* _Excerto de origem_:

──────

Não é apanágio dos árabes, dos magrebinos, dos persas ou dos paquistaneses, ser terrorista. A sua religião e cultura são tão propícias a más interpretações, como as ocidentais, algo de que são um excelente exemplo as Cruzadas ou a Inquisição. Como em todos os rebanhos há sempre algumas ovelhas negras.Assim, o que é necessário fazer é não deixar que paguem a maioria de justos, pela minoria de pecadores como os grupos racistas pretendem. Os seu objectivos são claros: aproveitar o medo do terrorismo para espalhar a ideia na opinião pública de que esta é uma guerra de raças e de religiões; desencadear um “choque de civilizações” ( como se os terroristas fundamentalistas ou os criminosos de origem africana fossem o exemplo das culturas dos países muçulmanos e africanos ); expulsar todos os não-brancos do continente para concretizar a sua utopia nacionalista de uma Europa etnicamente e culturalmente pura, como se isso fosse possível, ou mesmo útil.

Em relação ao facto deste blog ser um bom exemplo da restrição da liberdade de expressão por nele só poder comentar quem está inscrito no blogspot, tenho apenas a dizer algo muito simples: qual é o problema de se inscrever no blogspot? É grátis e não dá trabalho nenhum!

──────

* _Entradas listadas_:
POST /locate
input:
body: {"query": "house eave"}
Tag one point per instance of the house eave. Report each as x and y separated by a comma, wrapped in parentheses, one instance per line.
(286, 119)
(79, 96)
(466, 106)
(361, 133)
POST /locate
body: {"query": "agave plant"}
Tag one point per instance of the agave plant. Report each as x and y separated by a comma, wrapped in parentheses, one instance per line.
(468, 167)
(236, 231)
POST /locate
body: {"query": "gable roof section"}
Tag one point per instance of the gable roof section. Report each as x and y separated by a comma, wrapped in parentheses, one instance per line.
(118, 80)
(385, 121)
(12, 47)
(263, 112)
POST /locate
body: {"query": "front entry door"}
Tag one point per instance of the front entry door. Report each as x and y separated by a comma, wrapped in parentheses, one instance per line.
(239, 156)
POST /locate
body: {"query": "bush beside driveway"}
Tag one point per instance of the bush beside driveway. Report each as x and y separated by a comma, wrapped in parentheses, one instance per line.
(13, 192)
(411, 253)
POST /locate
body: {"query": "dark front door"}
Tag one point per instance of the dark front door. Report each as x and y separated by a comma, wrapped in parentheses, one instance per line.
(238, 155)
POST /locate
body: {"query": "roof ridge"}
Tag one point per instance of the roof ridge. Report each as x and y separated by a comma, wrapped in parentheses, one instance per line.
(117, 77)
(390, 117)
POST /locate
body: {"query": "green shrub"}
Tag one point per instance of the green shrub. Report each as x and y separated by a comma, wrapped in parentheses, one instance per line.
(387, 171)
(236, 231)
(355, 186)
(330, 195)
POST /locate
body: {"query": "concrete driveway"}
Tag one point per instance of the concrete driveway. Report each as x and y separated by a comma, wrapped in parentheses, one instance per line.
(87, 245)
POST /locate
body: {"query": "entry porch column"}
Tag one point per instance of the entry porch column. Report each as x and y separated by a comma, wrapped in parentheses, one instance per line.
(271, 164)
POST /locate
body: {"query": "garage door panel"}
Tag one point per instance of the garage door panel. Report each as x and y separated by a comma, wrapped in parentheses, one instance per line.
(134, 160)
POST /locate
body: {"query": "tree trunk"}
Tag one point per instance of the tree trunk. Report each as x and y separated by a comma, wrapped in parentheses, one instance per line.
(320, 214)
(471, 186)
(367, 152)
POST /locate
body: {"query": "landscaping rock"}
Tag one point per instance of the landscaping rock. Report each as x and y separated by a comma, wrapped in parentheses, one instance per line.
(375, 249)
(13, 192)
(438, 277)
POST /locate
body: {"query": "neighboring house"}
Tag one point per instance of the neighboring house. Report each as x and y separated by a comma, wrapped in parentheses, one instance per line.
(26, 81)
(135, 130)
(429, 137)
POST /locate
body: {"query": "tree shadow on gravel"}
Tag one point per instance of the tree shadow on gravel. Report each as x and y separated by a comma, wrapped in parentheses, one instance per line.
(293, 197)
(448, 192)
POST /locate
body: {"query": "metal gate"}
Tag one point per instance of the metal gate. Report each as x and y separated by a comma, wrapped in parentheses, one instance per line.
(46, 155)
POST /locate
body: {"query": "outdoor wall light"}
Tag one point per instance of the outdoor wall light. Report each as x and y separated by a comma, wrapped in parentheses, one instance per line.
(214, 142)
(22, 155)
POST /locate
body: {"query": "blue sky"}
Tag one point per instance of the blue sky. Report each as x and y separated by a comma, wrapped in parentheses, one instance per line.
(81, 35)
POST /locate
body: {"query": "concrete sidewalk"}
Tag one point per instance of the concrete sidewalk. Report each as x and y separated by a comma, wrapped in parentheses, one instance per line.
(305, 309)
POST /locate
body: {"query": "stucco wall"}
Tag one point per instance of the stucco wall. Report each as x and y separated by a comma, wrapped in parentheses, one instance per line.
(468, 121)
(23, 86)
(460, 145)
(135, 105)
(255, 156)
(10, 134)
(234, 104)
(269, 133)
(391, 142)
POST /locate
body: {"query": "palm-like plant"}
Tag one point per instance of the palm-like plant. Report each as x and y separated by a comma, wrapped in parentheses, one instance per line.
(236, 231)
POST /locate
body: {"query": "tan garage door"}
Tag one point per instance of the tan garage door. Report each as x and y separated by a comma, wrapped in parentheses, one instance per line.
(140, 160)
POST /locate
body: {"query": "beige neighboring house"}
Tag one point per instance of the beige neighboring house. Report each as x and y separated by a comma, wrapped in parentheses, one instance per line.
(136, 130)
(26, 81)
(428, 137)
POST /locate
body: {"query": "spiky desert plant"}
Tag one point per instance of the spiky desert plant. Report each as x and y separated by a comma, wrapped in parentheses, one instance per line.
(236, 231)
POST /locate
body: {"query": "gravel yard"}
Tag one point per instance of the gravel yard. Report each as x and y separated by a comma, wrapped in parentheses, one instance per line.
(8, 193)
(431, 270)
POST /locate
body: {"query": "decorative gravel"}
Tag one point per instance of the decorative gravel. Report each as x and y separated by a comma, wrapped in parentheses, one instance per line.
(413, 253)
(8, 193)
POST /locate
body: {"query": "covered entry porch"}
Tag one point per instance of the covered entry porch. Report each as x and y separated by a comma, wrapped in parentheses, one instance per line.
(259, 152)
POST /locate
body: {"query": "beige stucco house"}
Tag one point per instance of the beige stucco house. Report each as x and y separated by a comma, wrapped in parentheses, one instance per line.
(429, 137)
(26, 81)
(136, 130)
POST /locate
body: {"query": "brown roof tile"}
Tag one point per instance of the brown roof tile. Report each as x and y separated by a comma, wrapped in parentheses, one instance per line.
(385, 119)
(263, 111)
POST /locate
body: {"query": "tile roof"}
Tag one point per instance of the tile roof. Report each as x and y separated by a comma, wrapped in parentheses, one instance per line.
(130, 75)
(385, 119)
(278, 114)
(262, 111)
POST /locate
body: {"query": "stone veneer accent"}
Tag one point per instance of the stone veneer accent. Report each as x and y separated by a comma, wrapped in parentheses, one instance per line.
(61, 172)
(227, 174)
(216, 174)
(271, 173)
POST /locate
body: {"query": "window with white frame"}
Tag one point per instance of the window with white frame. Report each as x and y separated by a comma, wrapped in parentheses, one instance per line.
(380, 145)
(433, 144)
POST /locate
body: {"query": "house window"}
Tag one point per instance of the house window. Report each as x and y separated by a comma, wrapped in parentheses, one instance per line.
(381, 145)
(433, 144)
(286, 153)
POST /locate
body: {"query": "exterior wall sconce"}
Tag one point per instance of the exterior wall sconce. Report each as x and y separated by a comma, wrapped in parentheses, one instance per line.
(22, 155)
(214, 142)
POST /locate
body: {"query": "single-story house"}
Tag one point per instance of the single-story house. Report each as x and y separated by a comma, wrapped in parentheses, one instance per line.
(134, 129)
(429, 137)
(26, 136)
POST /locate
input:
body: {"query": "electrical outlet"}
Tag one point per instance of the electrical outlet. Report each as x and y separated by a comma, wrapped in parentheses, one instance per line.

──────

* _Tarefa proposta A_:
Resuma em duas frases o excerto sobre terrorismo e grupos racistas.
* _Tarefa proposta B_:
Reproduza, sem alterações, o trecho do excerto sobre terrorismo e grupos racistas que vai de “Em relação ao” até “dá trabalho nenhum!”.
A listagem não tem qualquer papel nesta tarefa.

* _Resposta final A_:
O excerto afirma que ser terrorista não é apanágio de árabes, magrebinos, persas ou paquistaneses, cuja religião e cultura são tão propícias a más interpretações como as ocidentais, e que a maioria de justos não deve pagar pela minoria de pecadores. Segundo o texto, os grupos racistas pretendem aproveitar o medo do terrorismo para apresentar o conflito como uma guerra de raças e de religiões, desencadear um “choque de civilizações” e expulsar todos os não-brancos em nome de uma Europa etnicamente e culturalmente pura.

* _Resposta final B_:
Em relação ao facto deste blog ser um bom exemplo da restrição da liberdade de expressão por nele só poder comentar quem está inscrito no blogspot, tenho apenas a dizer algo muito simples: qual é o problema de se inscrever no blogspot? É grátis e não dá trabalho nenhum!